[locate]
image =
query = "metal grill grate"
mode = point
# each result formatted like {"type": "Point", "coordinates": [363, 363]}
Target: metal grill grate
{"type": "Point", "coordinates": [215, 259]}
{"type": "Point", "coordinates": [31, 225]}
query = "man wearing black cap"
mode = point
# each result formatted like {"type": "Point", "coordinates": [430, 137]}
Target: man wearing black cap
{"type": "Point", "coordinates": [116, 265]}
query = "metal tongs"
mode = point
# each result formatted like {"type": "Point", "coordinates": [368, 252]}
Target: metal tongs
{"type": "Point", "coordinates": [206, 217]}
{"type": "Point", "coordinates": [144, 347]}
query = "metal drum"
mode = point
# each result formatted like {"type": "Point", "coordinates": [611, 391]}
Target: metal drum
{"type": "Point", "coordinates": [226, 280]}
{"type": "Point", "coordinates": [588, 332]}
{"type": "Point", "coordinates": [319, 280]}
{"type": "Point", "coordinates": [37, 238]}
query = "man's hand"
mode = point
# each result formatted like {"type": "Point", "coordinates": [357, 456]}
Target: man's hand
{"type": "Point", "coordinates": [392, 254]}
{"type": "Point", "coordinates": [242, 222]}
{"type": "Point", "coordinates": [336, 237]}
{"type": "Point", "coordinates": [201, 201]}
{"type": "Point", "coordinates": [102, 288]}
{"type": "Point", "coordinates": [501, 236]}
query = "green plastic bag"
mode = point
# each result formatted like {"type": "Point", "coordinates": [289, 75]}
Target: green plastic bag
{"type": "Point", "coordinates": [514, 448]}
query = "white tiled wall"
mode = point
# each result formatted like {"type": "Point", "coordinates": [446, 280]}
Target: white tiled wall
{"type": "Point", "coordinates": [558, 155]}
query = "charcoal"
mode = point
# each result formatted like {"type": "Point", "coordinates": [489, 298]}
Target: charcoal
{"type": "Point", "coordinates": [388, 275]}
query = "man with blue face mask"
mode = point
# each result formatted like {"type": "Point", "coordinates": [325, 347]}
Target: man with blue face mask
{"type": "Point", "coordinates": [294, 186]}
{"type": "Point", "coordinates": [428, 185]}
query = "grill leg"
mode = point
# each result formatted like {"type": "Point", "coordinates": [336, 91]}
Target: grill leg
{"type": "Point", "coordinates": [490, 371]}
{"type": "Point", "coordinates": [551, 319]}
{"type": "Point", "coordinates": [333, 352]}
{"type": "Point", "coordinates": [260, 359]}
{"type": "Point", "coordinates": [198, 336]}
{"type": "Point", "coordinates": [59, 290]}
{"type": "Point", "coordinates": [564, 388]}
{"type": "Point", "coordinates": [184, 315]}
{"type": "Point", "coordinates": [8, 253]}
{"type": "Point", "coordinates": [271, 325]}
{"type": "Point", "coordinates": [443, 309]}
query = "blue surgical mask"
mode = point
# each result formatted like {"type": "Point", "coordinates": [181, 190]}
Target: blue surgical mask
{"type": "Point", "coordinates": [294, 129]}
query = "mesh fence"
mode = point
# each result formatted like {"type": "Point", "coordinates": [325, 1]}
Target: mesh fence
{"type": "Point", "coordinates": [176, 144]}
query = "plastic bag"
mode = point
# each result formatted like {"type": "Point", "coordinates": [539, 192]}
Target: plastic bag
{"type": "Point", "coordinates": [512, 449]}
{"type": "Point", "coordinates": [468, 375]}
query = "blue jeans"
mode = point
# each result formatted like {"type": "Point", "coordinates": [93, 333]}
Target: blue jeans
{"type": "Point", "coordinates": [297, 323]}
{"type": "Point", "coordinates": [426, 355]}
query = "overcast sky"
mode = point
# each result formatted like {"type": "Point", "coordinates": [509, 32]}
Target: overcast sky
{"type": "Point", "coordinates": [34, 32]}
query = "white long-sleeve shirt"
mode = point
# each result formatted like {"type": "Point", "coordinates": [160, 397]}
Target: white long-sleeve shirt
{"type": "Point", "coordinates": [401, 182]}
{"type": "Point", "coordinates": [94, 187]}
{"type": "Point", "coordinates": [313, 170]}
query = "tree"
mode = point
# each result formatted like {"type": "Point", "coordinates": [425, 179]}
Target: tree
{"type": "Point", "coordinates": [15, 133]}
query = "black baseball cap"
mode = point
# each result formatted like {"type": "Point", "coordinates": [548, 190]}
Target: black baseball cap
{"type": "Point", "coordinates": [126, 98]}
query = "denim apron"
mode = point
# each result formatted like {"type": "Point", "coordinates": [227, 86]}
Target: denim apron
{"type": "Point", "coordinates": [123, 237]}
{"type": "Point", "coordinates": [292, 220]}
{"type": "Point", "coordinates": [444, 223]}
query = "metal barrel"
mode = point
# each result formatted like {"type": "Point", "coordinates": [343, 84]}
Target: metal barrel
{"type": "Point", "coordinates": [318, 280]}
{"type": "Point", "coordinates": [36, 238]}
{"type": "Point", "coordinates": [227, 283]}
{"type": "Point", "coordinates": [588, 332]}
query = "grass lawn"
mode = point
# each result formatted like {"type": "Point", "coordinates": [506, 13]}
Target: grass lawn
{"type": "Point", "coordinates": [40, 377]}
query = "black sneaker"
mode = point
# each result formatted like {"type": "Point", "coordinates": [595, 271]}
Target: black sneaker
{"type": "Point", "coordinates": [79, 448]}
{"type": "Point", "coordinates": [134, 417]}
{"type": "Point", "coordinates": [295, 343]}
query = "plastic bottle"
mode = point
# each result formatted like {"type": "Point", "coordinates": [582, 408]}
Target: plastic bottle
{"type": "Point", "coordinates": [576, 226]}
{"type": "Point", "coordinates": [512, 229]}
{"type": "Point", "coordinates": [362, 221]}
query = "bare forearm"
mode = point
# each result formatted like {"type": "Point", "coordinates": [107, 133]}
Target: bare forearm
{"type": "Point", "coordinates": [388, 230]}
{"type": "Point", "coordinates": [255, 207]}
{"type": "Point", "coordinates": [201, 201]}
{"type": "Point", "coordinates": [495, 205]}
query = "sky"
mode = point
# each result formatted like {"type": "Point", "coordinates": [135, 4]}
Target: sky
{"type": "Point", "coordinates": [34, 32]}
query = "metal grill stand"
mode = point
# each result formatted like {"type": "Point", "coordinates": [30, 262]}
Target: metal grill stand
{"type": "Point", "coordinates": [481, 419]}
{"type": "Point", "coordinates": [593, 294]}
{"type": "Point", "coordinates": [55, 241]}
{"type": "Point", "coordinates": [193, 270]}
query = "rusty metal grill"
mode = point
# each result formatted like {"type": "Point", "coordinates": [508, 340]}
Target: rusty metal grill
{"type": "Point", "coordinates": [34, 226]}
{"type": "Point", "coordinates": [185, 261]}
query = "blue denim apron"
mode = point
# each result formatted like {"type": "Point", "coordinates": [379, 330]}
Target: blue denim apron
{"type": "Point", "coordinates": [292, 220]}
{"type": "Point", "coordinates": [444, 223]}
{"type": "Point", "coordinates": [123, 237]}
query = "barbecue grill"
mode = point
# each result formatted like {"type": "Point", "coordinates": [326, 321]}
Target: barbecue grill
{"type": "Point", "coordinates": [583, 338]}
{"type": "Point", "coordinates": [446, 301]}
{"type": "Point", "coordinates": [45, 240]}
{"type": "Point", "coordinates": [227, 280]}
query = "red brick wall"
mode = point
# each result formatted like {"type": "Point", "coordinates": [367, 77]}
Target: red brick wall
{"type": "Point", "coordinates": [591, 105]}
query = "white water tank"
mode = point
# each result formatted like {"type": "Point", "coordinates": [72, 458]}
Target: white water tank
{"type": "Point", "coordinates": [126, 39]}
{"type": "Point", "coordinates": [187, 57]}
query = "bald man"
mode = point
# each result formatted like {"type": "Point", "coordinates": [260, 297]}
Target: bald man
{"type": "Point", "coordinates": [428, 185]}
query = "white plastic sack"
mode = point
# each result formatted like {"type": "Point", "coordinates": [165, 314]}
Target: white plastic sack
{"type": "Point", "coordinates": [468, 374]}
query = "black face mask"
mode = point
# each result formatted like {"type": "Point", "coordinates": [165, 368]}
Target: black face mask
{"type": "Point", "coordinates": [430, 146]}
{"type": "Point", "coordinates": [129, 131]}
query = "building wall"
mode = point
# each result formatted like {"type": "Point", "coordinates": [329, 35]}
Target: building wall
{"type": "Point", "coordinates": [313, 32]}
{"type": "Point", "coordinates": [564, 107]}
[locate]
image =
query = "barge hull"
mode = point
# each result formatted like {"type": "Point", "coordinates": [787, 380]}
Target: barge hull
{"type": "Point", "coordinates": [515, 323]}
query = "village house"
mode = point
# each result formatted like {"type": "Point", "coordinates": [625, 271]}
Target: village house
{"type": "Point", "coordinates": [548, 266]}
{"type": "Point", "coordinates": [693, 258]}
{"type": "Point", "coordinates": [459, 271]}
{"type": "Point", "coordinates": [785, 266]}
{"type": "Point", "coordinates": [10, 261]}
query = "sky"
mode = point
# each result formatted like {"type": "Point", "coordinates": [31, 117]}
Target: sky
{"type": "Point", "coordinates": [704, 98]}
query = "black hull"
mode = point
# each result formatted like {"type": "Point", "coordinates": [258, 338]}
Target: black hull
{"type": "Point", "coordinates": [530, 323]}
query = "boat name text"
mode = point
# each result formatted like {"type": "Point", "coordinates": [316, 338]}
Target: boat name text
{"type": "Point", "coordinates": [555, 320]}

§ Required action
Only the lines from the one holding "Target: barge hull" through the end of the records should appear in the answer, each repeated exactly.

§ Solution
Target: barge hull
{"type": "Point", "coordinates": [515, 323]}
query = "village house"
mode = point
# each result formatted like {"type": "Point", "coordinates": [625, 271]}
Target: village house
{"type": "Point", "coordinates": [548, 266]}
{"type": "Point", "coordinates": [693, 258]}
{"type": "Point", "coordinates": [459, 271]}
{"type": "Point", "coordinates": [785, 266]}
{"type": "Point", "coordinates": [10, 261]}
query = "sky"
mode = point
# each result formatted like {"type": "Point", "coordinates": [31, 117]}
Target: sky
{"type": "Point", "coordinates": [704, 98]}
query = "black hull"
mode = point
# each result formatted like {"type": "Point", "coordinates": [258, 338]}
Target: black hull
{"type": "Point", "coordinates": [530, 323]}
query = "boat name text"
mode = point
# each result formatted like {"type": "Point", "coordinates": [316, 338]}
Target: boat name text
{"type": "Point", "coordinates": [555, 320]}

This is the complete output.